• [Request]: In the material below, copy every line starting at the line containing "point: one pixel per instance, each like <point>734,57</point>." and ending at the line containing "<point>492,596</point>", requests included. Shift each point coordinate in the answers by adding 91 to every number.

— Start of Data supplied —

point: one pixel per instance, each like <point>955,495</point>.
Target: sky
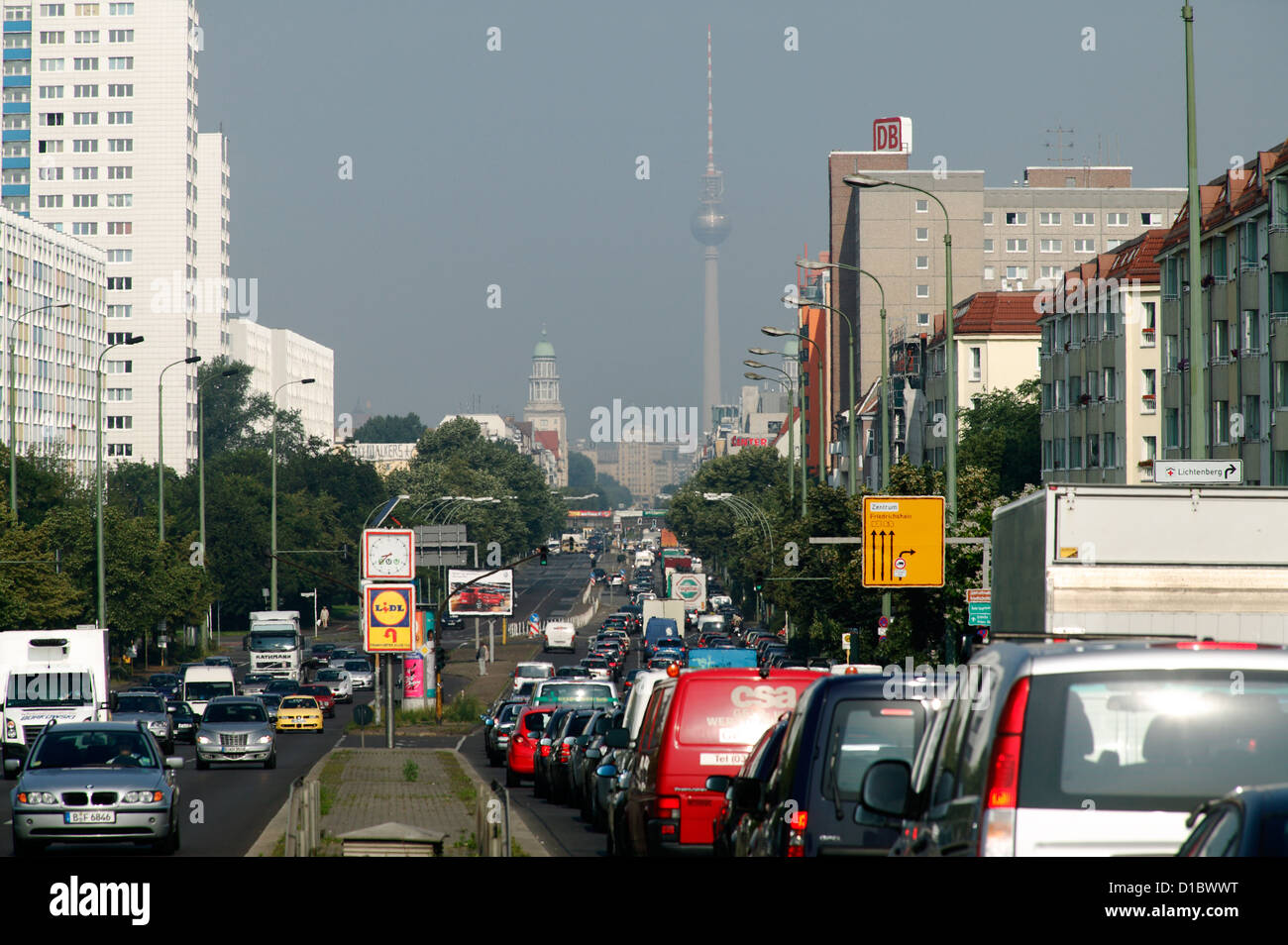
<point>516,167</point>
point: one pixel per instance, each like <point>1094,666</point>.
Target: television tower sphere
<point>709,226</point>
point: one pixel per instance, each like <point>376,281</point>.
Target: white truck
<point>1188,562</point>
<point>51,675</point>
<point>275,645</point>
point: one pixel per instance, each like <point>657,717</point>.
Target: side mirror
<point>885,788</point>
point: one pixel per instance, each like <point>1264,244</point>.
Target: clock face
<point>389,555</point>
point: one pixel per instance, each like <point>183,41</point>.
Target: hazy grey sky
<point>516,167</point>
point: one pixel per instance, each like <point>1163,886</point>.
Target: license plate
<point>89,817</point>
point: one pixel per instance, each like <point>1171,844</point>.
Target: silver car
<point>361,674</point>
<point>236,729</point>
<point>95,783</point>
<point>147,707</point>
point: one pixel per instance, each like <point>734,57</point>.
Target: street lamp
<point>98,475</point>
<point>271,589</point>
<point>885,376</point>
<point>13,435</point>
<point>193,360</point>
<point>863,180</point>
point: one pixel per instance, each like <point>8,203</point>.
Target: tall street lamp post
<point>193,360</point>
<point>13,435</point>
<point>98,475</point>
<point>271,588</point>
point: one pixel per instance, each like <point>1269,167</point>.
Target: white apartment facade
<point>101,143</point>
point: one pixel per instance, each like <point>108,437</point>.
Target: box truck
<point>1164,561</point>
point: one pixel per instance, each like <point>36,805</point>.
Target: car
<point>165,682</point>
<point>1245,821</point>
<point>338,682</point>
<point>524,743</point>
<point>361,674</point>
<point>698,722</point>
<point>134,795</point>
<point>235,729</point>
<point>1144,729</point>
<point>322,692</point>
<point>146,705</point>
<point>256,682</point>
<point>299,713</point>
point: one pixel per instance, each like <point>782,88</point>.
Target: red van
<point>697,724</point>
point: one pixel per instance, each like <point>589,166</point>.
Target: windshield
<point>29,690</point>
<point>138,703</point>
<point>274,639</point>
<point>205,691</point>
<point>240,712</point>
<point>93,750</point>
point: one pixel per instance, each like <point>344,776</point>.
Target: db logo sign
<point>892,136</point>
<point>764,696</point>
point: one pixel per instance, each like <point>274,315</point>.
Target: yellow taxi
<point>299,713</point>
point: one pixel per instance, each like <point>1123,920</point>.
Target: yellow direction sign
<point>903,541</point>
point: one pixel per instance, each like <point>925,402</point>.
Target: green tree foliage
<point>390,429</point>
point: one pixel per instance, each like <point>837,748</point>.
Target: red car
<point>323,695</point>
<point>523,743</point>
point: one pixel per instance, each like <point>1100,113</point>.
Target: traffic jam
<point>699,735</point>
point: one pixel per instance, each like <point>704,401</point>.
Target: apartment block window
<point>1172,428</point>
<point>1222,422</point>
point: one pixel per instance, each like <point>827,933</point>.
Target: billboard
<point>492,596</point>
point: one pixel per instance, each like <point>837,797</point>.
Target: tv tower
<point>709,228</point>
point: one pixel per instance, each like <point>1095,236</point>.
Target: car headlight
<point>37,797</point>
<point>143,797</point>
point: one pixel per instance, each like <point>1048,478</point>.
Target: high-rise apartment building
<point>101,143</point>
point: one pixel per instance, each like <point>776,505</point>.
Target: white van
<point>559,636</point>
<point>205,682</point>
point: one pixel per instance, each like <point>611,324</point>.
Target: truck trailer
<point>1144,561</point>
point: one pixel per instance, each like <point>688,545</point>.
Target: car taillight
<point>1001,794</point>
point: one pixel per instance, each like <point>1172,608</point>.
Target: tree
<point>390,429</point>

— End of Data supplied —

• [Exercise answer]:
point: one pixel per instance, each like <point>734,57</point>.
Target: street lamp
<point>189,566</point>
<point>362,680</point>
<point>976,467</point>
<point>104,526</point>
<point>284,451</point>
<point>954,271</point>
point: one pixel per instance, each like <point>8,203</point>.
Target: tall street lamp post
<point>284,451</point>
<point>104,526</point>
<point>189,566</point>
<point>362,679</point>
point: one pixel per instance, each like <point>1269,167</point>.
Target: white apartment facade
<point>192,234</point>
point: one pixel per instance, each like <point>108,437</point>.
Target: box truck
<point>1255,652</point>
point: one pixel per instance, each like <point>36,805</point>.
Target: car
<point>256,773</point>
<point>1336,912</point>
<point>429,773</point>
<point>615,834</point>
<point>452,765</point>
<point>789,813</point>
<point>225,886</point>
<point>326,820</point>
<point>1235,820</point>
<point>413,783</point>
<point>237,796</point>
<point>347,773</point>
<point>390,804</point>
point: one pixel per instance, each like <point>782,88</point>.
Target: red van
<point>788,815</point>
point: one pixel per instance, each like <point>589,166</point>.
Target: windshield
<point>120,781</point>
<point>229,794</point>
<point>365,730</point>
<point>296,782</point>
<point>331,803</point>
<point>184,841</point>
point: one pixel per instance, each like <point>344,776</point>.
Target: db logo sign
<point>983,227</point>
<point>855,787</point>
point: one pixel per instance, each like <point>274,315</point>.
Target: yellow taxi
<point>390,804</point>
point: one pixel per instance, each like <point>1123,920</point>.
Target: yellow direction sign
<point>994,632</point>
point: one pixel per instance, each like <point>925,402</point>.
Target: green tree foliage
<point>481,520</point>
point: one pixel per instance, each like <point>837,748</point>.
Target: red car
<point>414,786</point>
<point>614,834</point>
point: one pixel per instance, each like <point>1100,113</point>.
Target: traffic jam
<point>790,826</point>
point: one pixel per instance, each like <point>704,401</point>.
Target: apartment block window
<point>1263,519</point>
<point>1313,513</point>
point: one pixel per instance, each like <point>827,933</point>.
Target: billboard
<point>583,687</point>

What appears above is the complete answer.